THE REQUEST = Shift every bounding-box coordinate by adding 125 to it in the stretch of material from the line containing "Highlight the asphalt" through the line containing "[153,189,640,267]", and write out all of those lines again with their requests included. Give only the lines in that stretch.

ENTRIES PROVIDED =

^^^^

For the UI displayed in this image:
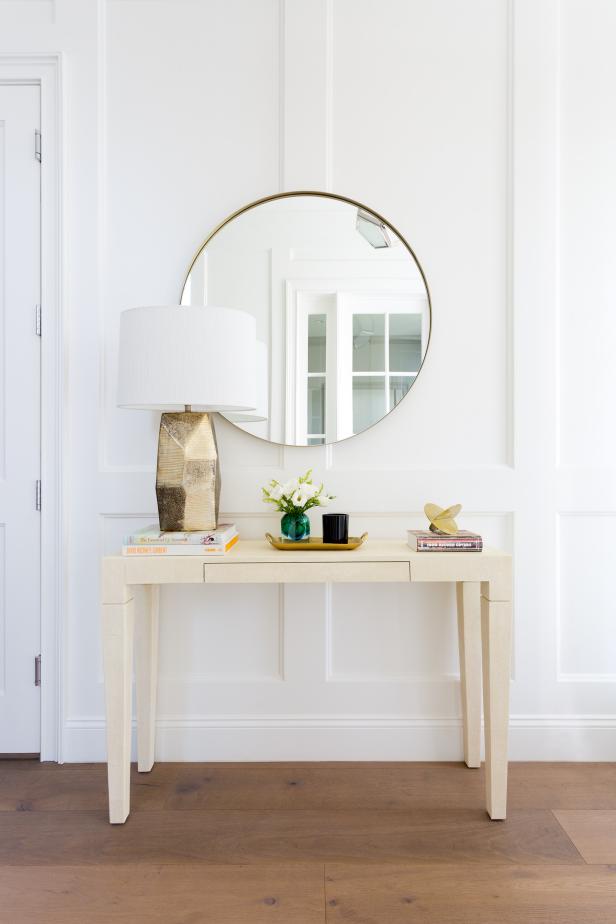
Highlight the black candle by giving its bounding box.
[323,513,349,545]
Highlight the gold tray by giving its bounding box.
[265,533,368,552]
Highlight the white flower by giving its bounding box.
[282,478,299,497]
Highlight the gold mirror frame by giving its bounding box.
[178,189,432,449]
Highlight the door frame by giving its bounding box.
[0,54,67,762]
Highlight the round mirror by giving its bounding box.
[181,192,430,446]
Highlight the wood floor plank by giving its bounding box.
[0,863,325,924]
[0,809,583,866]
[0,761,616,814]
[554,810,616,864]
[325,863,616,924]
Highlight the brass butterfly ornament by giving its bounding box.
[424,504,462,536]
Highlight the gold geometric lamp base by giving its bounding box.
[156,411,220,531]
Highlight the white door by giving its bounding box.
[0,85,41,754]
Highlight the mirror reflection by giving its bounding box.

^^^^

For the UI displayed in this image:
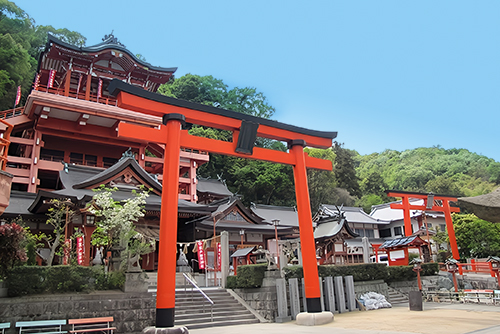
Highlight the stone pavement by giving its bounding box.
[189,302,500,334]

^^^^

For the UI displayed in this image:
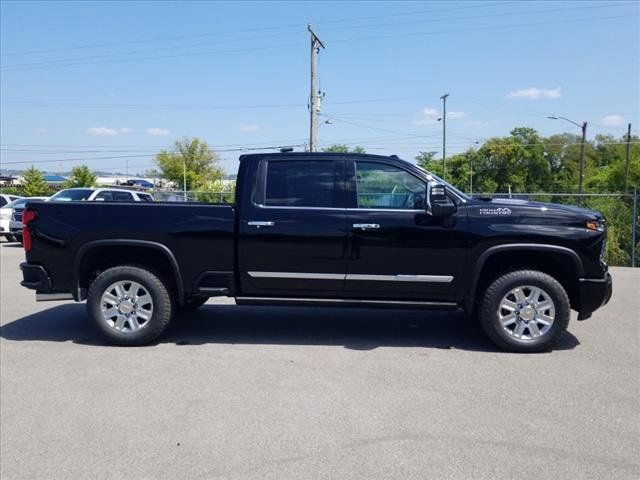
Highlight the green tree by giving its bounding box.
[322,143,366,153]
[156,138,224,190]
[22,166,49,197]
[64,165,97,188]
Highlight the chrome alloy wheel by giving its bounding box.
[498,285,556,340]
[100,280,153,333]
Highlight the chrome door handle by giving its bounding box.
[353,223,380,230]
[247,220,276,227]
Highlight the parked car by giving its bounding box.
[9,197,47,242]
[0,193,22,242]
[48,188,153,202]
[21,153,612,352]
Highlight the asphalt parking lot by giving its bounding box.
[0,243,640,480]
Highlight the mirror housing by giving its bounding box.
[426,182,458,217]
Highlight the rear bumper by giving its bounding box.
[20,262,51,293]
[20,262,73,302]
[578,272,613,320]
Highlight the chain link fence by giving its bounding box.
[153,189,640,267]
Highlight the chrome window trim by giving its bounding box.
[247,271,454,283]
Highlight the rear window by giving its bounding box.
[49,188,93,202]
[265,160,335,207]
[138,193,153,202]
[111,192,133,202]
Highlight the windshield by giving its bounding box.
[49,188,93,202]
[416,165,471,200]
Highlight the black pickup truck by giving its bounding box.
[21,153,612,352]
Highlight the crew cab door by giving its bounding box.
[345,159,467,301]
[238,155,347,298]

^^^^

SOLUTION BELOW =
Highlight the asphalt parking lot by giving its bounding box.
[125,368,765,605]
Highlight the mirror housing by giving its bounding box.
[551,307,583,342]
Highlight the rear bumper by giving its bounding box.
[145,387,176,418]
[145,387,198,427]
[703,397,738,445]
Highlight the chain link fence by giving its bounding box.
[278,314,765,392]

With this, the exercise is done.